Exercise aim ▸
Please display, unchanged, every line in the items below that contains the word "stem". Matching is case-sensitive.

Information provided ▸
— begin —

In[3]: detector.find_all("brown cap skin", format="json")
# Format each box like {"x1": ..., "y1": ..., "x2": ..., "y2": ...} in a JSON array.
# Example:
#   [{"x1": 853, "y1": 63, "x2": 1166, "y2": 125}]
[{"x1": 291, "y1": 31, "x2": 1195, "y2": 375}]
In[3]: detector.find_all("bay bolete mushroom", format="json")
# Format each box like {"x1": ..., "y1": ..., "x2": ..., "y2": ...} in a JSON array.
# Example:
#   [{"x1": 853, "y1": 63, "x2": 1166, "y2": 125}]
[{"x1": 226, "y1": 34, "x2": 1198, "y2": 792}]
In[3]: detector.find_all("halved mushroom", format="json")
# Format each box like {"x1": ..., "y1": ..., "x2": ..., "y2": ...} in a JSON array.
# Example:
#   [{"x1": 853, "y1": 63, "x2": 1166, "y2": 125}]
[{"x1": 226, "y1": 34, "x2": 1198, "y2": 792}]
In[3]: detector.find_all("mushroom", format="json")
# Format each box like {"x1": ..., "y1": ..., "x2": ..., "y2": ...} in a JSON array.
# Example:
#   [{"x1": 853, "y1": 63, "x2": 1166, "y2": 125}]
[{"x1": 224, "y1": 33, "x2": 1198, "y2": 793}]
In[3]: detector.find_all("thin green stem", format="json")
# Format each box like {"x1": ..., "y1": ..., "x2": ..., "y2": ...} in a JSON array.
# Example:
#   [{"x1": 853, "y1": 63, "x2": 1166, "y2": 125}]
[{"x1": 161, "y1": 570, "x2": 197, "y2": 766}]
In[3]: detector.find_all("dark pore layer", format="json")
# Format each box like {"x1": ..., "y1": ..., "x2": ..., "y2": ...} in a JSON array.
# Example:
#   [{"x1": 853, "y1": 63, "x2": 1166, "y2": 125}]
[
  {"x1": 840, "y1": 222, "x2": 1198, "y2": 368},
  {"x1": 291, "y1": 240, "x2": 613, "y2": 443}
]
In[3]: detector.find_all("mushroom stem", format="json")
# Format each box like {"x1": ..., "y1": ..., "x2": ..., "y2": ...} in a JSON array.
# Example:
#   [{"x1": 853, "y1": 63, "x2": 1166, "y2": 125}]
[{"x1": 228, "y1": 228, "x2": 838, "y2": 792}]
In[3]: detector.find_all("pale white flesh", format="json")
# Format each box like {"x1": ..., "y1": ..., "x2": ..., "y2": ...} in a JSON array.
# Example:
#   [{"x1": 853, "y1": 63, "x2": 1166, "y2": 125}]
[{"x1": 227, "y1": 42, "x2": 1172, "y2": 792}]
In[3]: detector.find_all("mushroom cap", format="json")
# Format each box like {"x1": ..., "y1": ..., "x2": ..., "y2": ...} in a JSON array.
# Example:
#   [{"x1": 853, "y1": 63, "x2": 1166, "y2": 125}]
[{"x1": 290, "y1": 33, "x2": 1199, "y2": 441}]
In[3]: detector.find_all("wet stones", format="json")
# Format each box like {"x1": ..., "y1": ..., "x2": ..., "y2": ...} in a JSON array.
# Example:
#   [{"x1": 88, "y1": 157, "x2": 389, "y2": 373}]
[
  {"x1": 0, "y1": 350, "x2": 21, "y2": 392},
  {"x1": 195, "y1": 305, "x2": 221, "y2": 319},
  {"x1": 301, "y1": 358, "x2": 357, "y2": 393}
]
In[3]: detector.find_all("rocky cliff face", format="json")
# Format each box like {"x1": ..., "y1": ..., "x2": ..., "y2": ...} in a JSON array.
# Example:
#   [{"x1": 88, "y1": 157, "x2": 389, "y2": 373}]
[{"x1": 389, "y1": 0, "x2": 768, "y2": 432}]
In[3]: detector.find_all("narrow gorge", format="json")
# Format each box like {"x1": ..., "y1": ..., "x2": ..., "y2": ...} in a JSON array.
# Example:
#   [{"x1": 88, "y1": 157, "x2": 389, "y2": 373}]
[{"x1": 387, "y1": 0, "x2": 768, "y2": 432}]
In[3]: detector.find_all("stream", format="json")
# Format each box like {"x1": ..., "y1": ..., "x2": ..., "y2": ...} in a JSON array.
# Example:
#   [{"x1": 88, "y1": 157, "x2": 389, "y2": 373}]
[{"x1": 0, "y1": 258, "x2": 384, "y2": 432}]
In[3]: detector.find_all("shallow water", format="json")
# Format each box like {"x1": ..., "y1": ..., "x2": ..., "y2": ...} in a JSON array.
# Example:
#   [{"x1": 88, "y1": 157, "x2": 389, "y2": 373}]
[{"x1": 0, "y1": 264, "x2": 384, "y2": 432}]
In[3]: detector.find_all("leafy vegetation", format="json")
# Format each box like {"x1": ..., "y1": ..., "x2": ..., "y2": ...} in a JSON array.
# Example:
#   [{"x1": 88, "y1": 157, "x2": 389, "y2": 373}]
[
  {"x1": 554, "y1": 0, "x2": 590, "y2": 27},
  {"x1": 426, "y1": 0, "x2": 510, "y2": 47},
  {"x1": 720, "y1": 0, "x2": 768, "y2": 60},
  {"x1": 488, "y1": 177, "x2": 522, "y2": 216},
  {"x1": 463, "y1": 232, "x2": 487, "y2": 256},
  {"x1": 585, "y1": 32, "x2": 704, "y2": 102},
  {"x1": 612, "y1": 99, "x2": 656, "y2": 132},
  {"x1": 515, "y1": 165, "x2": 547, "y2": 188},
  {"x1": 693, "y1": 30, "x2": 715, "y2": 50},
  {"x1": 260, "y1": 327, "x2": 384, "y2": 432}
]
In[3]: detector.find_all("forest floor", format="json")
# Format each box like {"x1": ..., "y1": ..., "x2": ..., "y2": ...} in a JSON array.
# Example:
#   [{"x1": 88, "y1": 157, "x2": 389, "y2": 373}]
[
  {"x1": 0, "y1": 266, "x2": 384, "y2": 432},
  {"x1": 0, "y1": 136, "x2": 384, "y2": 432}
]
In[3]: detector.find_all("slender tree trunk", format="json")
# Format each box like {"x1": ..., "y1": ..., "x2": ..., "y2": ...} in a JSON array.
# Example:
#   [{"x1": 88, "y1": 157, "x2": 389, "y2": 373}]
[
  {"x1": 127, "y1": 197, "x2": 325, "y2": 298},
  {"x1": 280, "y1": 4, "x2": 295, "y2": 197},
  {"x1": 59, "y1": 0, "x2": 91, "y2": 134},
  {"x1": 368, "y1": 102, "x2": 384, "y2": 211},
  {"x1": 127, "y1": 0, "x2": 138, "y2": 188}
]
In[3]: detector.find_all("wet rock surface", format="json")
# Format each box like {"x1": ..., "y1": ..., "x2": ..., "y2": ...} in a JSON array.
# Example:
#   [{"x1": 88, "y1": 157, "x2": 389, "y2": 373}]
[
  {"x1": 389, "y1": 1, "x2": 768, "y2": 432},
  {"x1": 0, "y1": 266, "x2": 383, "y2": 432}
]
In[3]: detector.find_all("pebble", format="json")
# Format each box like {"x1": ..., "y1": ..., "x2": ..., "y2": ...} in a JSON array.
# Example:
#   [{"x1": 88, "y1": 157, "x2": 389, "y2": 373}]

— end —

Written solution ▸
In[3]: detector.find_all("thin green stem", format="json")
In[3]: detector.find_all("mushroom stem", format="json")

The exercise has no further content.